> **PAGE**:
Published online by Cambridge University Press:  29 March 2006

G. M. Homsy
Affiliation:
Department of Chemistry and Chemical Engineering, University of Illinois, Urbana Present address: Department of Chemical Engineering, Stanford University.
J. L. Hudson
Affiliation:
Department of Chemistry and Chemical Engineering, University of Illinois, Urbana

Abstract

The asymptotic stability of a rapidly rotating, horizontally bounded fluid, heated from below, is treated using boundary-layer methods. It is shown that the rotational constraint is so strong as to preclude instabilities, if the interior regions of the fluid are considered to be inviscid. The correct formulation allows this constraint to be broken by introducing horizontal diffusive effects into the interior, while vertical diffusion is confined to Ekman layers on the horizontal surfaces; no vertical layers exist. Moreover, the mechanism of instability is (to the lowest order) associated with energy conversions entirely within the interior region. The present formulation elucidates the role of the Ekman layers in producing high-order corrections to the limiting critical Rayleigh number, and the asymptotic results are extended to include higher-order terms. The effect of rigid side walls on the critical Rayleigh number, and on the azimuthal wavenumber, is considered. Except for very tall cylinders, the critical Rayleigh number is unaffected by the presence of side walls; the results for different azimuthal modes of convection are inconclusive, but indicate that no great error occurs if disturbances are assumed axisymmetric.

> **TO BE DONE**:
Rewrite the journal page starting with "G. M. Homsy" and going on through "Engineering, Stanford University.", swapping "Present address" for "Current address" wherever it occurs.

> **RECORDS SUPPLIED**:
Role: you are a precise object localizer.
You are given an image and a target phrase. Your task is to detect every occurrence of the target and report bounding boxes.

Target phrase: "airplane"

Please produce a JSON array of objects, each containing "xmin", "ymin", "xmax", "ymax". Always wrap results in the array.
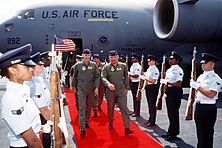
[{"xmin": 0, "ymin": 0, "xmax": 222, "ymax": 85}]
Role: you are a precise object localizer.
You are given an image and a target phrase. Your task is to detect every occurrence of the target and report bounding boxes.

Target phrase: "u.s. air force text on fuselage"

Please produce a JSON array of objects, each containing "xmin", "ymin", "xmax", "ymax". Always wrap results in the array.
[{"xmin": 42, "ymin": 9, "xmax": 118, "ymax": 19}]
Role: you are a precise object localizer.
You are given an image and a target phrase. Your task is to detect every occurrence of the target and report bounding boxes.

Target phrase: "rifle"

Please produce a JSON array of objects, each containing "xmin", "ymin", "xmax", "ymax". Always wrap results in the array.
[
  {"xmin": 125, "ymin": 55, "xmax": 129, "ymax": 68},
  {"xmin": 185, "ymin": 47, "xmax": 197, "ymax": 120},
  {"xmin": 156, "ymin": 55, "xmax": 166, "ymax": 110},
  {"xmin": 50, "ymin": 44, "xmax": 62, "ymax": 148},
  {"xmin": 136, "ymin": 55, "xmax": 144, "ymax": 101}
]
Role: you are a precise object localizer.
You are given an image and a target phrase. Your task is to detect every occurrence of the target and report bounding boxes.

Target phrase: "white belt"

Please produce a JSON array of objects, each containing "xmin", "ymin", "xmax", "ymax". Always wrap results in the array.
[
  {"xmin": 10, "ymin": 139, "xmax": 27, "ymax": 147},
  {"xmin": 10, "ymin": 134, "xmax": 39, "ymax": 147},
  {"xmin": 196, "ymin": 100, "xmax": 216, "ymax": 104}
]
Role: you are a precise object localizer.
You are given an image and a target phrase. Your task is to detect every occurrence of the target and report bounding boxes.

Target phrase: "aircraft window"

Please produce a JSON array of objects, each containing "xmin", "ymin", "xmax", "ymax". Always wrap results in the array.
[
  {"xmin": 5, "ymin": 24, "xmax": 14, "ymax": 32},
  {"xmin": 18, "ymin": 9, "xmax": 34, "ymax": 19}
]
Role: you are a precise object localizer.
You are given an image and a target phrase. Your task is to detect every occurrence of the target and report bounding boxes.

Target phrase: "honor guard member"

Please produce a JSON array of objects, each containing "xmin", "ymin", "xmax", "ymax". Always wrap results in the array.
[
  {"xmin": 40, "ymin": 51, "xmax": 52, "ymax": 90},
  {"xmin": 129, "ymin": 53, "xmax": 142, "ymax": 117},
  {"xmin": 160, "ymin": 51, "xmax": 184, "ymax": 141},
  {"xmin": 142, "ymin": 54, "xmax": 160, "ymax": 126},
  {"xmin": 119, "ymin": 55, "xmax": 126, "ymax": 63},
  {"xmin": 190, "ymin": 53, "xmax": 222, "ymax": 148},
  {"xmin": 0, "ymin": 44, "xmax": 42, "ymax": 148},
  {"xmin": 72, "ymin": 49, "xmax": 100, "ymax": 137},
  {"xmin": 27, "ymin": 52, "xmax": 52, "ymax": 148},
  {"xmin": 93, "ymin": 54, "xmax": 105, "ymax": 117},
  {"xmin": 69, "ymin": 55, "xmax": 82, "ymax": 110},
  {"xmin": 102, "ymin": 50, "xmax": 133, "ymax": 135}
]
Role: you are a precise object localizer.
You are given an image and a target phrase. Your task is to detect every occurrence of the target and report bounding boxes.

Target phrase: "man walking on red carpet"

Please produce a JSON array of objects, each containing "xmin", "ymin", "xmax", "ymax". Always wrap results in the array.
[
  {"xmin": 72, "ymin": 49, "xmax": 100, "ymax": 137},
  {"xmin": 102, "ymin": 50, "xmax": 133, "ymax": 135}
]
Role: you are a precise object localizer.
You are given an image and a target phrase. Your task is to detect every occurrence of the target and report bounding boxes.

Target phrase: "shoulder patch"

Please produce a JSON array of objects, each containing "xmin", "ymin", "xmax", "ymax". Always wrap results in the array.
[
  {"xmin": 11, "ymin": 107, "xmax": 24, "ymax": 115},
  {"xmin": 35, "ymin": 94, "xmax": 42, "ymax": 98}
]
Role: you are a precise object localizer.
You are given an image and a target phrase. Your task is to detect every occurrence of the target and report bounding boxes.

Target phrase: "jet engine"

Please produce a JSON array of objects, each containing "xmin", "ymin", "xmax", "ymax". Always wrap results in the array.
[{"xmin": 153, "ymin": 0, "xmax": 222, "ymax": 42}]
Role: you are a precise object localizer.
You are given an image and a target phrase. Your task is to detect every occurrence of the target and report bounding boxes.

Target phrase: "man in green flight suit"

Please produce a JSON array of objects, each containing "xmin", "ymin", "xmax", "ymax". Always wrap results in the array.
[
  {"xmin": 72, "ymin": 49, "xmax": 100, "ymax": 137},
  {"xmin": 102, "ymin": 50, "xmax": 133, "ymax": 135}
]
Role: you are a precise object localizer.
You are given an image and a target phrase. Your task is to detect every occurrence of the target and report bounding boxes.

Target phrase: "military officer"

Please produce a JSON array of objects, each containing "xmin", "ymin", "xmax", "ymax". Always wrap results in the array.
[
  {"xmin": 160, "ymin": 51, "xmax": 184, "ymax": 141},
  {"xmin": 27, "ymin": 52, "xmax": 52, "ymax": 148},
  {"xmin": 0, "ymin": 44, "xmax": 42, "ymax": 148},
  {"xmin": 102, "ymin": 50, "xmax": 133, "ymax": 135},
  {"xmin": 190, "ymin": 53, "xmax": 222, "ymax": 148},
  {"xmin": 40, "ymin": 51, "xmax": 52, "ymax": 90},
  {"xmin": 129, "ymin": 53, "xmax": 142, "ymax": 117},
  {"xmin": 69, "ymin": 55, "xmax": 82, "ymax": 110},
  {"xmin": 93, "ymin": 54, "xmax": 105, "ymax": 117},
  {"xmin": 145, "ymin": 54, "xmax": 160, "ymax": 126},
  {"xmin": 72, "ymin": 49, "xmax": 100, "ymax": 136}
]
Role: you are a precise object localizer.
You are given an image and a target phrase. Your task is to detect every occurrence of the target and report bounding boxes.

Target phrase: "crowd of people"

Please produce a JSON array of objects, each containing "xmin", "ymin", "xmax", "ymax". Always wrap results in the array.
[{"xmin": 0, "ymin": 44, "xmax": 222, "ymax": 148}]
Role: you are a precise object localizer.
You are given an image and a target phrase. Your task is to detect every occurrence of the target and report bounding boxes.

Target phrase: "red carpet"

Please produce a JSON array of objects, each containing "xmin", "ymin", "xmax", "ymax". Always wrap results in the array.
[{"xmin": 65, "ymin": 89, "xmax": 163, "ymax": 148}]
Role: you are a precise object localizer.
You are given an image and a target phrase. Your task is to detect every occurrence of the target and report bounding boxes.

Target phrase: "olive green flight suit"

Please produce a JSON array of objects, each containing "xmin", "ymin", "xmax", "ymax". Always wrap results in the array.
[
  {"xmin": 72, "ymin": 61, "xmax": 100, "ymax": 130},
  {"xmin": 102, "ymin": 62, "xmax": 130, "ymax": 128}
]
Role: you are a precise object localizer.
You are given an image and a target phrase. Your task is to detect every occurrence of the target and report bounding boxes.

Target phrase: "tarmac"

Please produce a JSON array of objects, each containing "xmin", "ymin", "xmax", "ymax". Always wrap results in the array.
[{"xmin": 0, "ymin": 78, "xmax": 222, "ymax": 148}]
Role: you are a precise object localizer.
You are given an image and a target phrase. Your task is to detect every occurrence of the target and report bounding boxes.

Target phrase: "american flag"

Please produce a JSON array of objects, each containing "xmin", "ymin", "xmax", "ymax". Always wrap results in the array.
[{"xmin": 55, "ymin": 37, "xmax": 76, "ymax": 52}]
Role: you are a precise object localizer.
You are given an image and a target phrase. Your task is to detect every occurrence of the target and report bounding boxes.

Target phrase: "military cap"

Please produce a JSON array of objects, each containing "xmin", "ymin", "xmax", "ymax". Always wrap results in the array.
[
  {"xmin": 132, "ymin": 53, "xmax": 141, "ymax": 60},
  {"xmin": 31, "ymin": 52, "xmax": 44, "ymax": 65},
  {"xmin": 93, "ymin": 53, "xmax": 100, "ymax": 59},
  {"xmin": 169, "ymin": 51, "xmax": 183, "ymax": 62},
  {"xmin": 109, "ymin": 50, "xmax": 118, "ymax": 56},
  {"xmin": 40, "ymin": 51, "xmax": 51, "ymax": 59},
  {"xmin": 76, "ymin": 55, "xmax": 82, "ymax": 60},
  {"xmin": 82, "ymin": 48, "xmax": 90, "ymax": 54},
  {"xmin": 147, "ymin": 54, "xmax": 159, "ymax": 61},
  {"xmin": 0, "ymin": 44, "xmax": 36, "ymax": 69},
  {"xmin": 200, "ymin": 53, "xmax": 218, "ymax": 64}
]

> **TASK RESULT**:
G. M. Homsy
Affiliation:
Department of Chemistry and Chemical Engineering, University of Illinois, Urbana Current address: Department of Chemical Engineering, Stanford University.